◆ Passage to read ◆
────────
The Southland Province was a province of New Zealand from March 1861, when it split from Otago Province, until 1870, when it rejoined Otago.

History
Following the passage of the New Zealand Constitution Act 1852 by the British Parliament, New Zealand was divided into six new provinces in 1853, the southern part of the South Island was part of the Otago Province. Settlers in Murihiku, the southernmost part of the South Island purchased from Māori in 1853 by Walter Mantell, petitioned the government for separation from Otago. Petitioning started in 1857. The central government's General Assembly passed the New Provinces Act in 1858, and the Province of Southland was proclaimed in 1861. It was named Southland despite the wishes of many settlers and Māori, who preferred Murihiku.
────────
◆ Record excerpts ◆
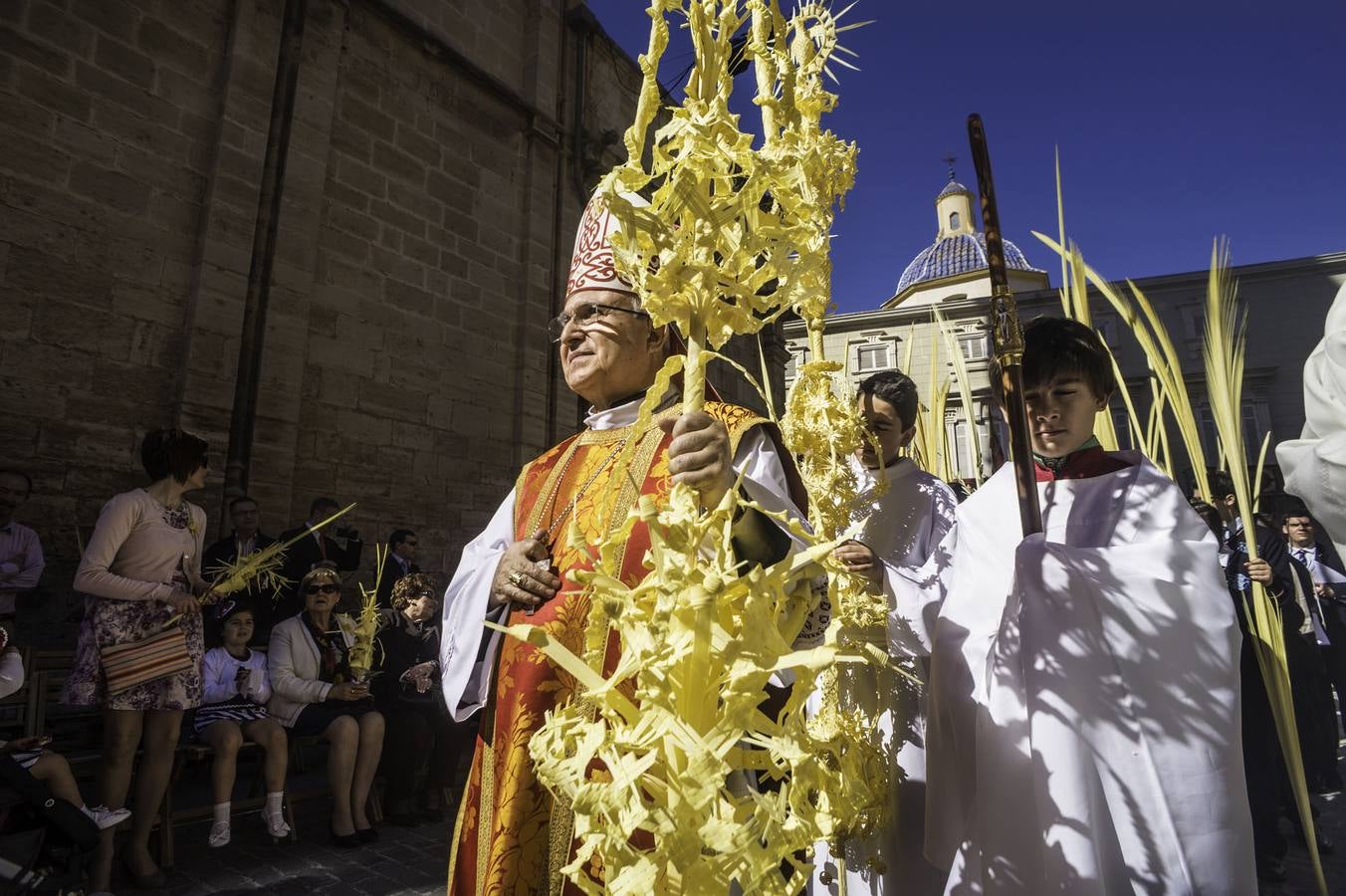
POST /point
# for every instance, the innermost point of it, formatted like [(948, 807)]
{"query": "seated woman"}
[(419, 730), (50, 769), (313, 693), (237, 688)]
────────
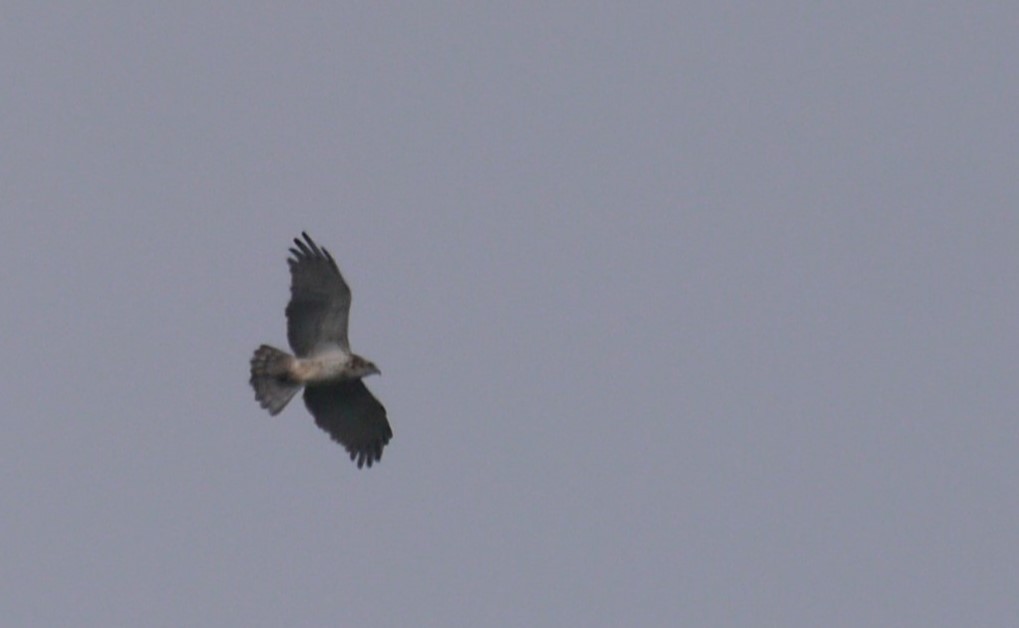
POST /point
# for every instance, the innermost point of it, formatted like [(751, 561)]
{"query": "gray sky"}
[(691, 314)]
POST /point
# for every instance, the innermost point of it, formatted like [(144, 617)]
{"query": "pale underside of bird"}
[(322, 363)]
────────
◆ Required work ◆
a – Reproduce the passage on the Southland Province word for word, from "The Southland Province" to "who preferred Murihiku.".
b – According to the passage on the Southland Province, which name did many settlers and Māori prefer to "Southland"?

◆ In response ◆
a –
The Southland Province was a province of New Zealand from March 1861, when it split from Otago Province, until 1870, when it rejoined Otago.

History
Following the passage of the New Zealand Constitution Act 1852 by the British Parliament, New Zealand was divided into six new provinces in 1853, the southern part of the South Island was part of the Otago Province. Settlers in Murihiku, the southernmost part of the South Island purchased from Māori in 1853 by Walter Mantell, petitioned the government for separation from Otago. Petitioning started in 1857. The central government's General Assembly passed the New Provinces Act in 1858, and the Province of Southland was proclaimed in 1861. It was named Southland despite the wishes of many settlers and Māori, who preferred Murihiku.

b – Murihiku